**Task input:**
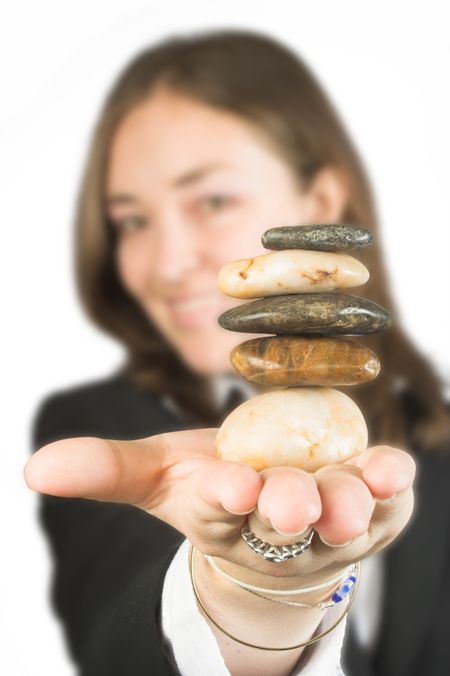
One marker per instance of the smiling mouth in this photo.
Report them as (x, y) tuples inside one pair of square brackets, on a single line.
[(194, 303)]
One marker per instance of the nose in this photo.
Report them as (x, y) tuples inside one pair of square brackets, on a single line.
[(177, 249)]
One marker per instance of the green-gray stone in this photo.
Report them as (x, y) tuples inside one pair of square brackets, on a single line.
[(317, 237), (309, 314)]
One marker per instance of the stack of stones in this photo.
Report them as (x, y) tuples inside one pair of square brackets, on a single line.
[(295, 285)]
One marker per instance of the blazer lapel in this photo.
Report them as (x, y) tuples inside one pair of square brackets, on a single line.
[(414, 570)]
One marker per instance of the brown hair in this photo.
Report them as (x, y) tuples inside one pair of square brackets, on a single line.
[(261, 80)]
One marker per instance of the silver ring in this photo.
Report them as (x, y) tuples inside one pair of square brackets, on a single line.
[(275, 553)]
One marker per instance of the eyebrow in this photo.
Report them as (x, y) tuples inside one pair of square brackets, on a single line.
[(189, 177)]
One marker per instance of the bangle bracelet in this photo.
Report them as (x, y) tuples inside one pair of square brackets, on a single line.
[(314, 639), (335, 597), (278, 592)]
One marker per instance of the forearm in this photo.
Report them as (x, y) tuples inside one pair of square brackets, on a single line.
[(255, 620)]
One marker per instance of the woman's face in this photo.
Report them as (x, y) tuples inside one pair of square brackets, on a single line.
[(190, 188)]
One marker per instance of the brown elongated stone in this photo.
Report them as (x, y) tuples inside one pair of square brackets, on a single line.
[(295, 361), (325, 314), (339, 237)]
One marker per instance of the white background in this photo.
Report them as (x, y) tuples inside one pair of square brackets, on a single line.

**Given request:** Please restate the entries above, from the line containing "One marker per instance of the forearm" through the line containing "[(295, 361), (325, 314), (339, 237)]" (both lines included). Keep every line, and shift each coordinate in the answers up by 3.

**Reply:**
One marker per instance of the forearm in this photo.
Report them as (x, y) tuples inside one pair of square brackets, on a single line.
[(258, 623)]
One marker per instance of the woman's face in this photo.
Report them as (x, y) tuples inside one pair of square brackets, on a single line.
[(193, 191)]
One marker per instance of the brown elongated stone in this photo.
Report them as (x, y) tuples inside one pair of square brackets, on a single line.
[(298, 364), (328, 317), (342, 240)]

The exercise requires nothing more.